What the exercise asks. Reproduce exactly the lines from the line containing "Where can you see the woman's leg" through the last line of the listing, and no others.

%%

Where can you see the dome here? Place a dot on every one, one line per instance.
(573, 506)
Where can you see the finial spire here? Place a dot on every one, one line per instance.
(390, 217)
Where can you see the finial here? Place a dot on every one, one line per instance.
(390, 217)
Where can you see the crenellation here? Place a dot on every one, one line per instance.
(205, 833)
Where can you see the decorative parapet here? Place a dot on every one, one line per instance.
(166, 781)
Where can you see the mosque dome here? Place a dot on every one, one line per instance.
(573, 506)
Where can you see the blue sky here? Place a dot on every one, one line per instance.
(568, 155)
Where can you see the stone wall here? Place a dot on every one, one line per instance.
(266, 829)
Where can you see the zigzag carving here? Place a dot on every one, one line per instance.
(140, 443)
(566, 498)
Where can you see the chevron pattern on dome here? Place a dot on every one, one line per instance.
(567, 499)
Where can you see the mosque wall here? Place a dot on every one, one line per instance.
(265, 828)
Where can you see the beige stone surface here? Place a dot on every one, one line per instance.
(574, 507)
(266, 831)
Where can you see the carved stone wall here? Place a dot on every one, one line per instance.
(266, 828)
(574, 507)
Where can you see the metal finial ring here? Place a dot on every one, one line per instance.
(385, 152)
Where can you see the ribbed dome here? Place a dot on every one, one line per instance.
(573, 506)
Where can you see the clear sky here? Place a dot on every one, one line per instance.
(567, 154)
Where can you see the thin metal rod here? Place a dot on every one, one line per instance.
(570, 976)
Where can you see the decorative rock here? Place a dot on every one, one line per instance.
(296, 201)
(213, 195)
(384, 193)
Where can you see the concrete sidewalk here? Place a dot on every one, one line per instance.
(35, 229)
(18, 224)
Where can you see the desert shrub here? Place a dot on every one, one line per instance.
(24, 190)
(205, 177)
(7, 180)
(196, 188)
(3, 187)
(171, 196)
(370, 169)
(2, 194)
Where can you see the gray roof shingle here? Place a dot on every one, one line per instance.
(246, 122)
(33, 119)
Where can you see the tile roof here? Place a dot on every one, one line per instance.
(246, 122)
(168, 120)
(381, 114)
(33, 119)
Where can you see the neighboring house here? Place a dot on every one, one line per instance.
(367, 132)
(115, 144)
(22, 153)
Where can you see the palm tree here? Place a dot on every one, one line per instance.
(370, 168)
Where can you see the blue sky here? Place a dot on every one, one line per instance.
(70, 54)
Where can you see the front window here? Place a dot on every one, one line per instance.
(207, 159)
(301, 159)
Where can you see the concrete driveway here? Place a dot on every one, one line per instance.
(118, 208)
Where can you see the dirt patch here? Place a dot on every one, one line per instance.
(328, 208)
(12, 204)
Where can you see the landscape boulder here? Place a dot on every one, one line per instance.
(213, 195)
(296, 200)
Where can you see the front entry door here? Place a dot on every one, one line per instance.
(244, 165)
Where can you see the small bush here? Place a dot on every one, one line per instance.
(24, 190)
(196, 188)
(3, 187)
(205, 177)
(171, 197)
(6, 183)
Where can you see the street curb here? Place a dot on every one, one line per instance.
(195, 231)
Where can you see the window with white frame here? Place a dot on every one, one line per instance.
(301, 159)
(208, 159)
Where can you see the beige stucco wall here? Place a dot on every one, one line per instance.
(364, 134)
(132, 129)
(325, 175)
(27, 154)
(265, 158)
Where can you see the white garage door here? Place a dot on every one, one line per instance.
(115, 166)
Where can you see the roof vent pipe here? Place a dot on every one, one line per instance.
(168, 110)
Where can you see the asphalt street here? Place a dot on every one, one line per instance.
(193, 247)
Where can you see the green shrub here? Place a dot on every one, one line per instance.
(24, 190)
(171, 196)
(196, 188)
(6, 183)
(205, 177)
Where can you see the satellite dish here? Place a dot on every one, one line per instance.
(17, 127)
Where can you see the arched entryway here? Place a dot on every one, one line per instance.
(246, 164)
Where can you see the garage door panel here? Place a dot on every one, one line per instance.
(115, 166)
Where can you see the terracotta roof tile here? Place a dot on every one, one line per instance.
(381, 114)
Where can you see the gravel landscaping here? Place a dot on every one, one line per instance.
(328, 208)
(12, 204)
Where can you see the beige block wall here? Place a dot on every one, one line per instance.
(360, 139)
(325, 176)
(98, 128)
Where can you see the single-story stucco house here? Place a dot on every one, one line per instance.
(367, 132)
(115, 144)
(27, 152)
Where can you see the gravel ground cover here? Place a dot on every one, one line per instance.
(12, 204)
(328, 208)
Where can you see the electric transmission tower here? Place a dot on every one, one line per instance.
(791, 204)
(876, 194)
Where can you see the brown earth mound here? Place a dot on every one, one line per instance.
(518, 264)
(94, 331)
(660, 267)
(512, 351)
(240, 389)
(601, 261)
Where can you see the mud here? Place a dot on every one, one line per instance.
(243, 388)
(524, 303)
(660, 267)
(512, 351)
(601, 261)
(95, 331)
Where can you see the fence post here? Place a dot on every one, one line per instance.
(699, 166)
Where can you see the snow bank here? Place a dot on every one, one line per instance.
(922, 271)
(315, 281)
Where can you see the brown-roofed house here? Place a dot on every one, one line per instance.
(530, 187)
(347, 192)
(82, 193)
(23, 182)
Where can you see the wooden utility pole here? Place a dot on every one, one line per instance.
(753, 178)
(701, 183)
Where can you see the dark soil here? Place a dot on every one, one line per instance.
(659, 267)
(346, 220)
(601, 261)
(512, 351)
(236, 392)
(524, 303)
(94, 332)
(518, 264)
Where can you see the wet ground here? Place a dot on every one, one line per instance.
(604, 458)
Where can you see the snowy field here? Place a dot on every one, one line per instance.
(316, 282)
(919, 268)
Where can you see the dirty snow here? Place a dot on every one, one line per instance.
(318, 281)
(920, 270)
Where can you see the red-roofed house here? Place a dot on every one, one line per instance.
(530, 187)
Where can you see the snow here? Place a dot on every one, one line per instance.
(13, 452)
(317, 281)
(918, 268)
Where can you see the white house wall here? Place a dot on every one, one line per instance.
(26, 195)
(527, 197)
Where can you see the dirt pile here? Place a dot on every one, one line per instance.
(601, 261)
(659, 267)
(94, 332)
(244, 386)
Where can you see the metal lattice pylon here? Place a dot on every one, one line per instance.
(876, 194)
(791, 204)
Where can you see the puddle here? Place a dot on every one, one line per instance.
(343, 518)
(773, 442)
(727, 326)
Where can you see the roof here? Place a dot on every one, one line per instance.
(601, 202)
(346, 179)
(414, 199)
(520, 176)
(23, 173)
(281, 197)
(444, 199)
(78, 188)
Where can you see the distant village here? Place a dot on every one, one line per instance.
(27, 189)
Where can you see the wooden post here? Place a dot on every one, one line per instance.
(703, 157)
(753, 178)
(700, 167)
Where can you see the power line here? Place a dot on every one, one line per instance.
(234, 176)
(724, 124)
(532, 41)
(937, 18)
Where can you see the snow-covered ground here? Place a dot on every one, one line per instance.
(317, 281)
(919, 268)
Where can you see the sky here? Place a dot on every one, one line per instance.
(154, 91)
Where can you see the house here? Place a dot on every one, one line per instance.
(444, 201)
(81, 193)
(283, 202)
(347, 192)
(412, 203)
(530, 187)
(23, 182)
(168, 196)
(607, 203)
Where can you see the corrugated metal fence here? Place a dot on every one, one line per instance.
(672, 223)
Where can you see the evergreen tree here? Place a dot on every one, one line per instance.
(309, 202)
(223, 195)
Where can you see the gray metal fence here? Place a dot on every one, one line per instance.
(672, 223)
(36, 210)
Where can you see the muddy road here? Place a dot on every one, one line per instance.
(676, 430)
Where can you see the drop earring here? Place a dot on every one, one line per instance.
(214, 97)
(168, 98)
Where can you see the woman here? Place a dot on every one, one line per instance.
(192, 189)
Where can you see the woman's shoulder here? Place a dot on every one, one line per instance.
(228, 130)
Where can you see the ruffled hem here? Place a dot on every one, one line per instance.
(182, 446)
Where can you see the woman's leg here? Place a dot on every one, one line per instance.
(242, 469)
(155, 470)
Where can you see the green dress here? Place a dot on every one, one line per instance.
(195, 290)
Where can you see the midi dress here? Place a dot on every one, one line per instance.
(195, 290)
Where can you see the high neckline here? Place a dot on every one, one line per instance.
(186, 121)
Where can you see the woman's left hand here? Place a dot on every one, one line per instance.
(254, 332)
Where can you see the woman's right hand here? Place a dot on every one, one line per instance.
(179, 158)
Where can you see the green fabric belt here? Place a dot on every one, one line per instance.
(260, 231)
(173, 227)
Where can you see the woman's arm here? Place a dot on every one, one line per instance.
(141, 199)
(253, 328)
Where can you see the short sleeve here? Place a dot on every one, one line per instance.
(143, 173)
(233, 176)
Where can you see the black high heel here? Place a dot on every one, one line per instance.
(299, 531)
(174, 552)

%%

Result of this exercise.
Where can you see the woman's leg here? Place a dot on every one, one line per instance.
(242, 469)
(155, 470)
Where can you see the green dress here? Place a dot on every one, one line per instance.
(195, 290)
Where can you see the midi dress here? Place a dot on every one, one line per instance.
(195, 290)
Where can you see the high neckline here? Place a dot on every one, one line per instance.
(186, 121)
Where can you see the woman's left hand here? Place a dot on every one, one line per instance.
(254, 332)
Where can you see the woman's right hand here? Place a dot on every one, one line per instance.
(179, 158)
Where can you see the green fabric belt here? Place a dot on every one, one line per instance.
(260, 231)
(173, 227)
Where can you see the woman's arm here? Place a dot on every one, one line per instance.
(141, 199)
(253, 328)
Where can you see the short sleeve here? Place a dot on every one, one line per instance.
(143, 173)
(233, 176)
Where can you see the black high heel here? Place a dot on every one, one line per instance.
(299, 531)
(174, 552)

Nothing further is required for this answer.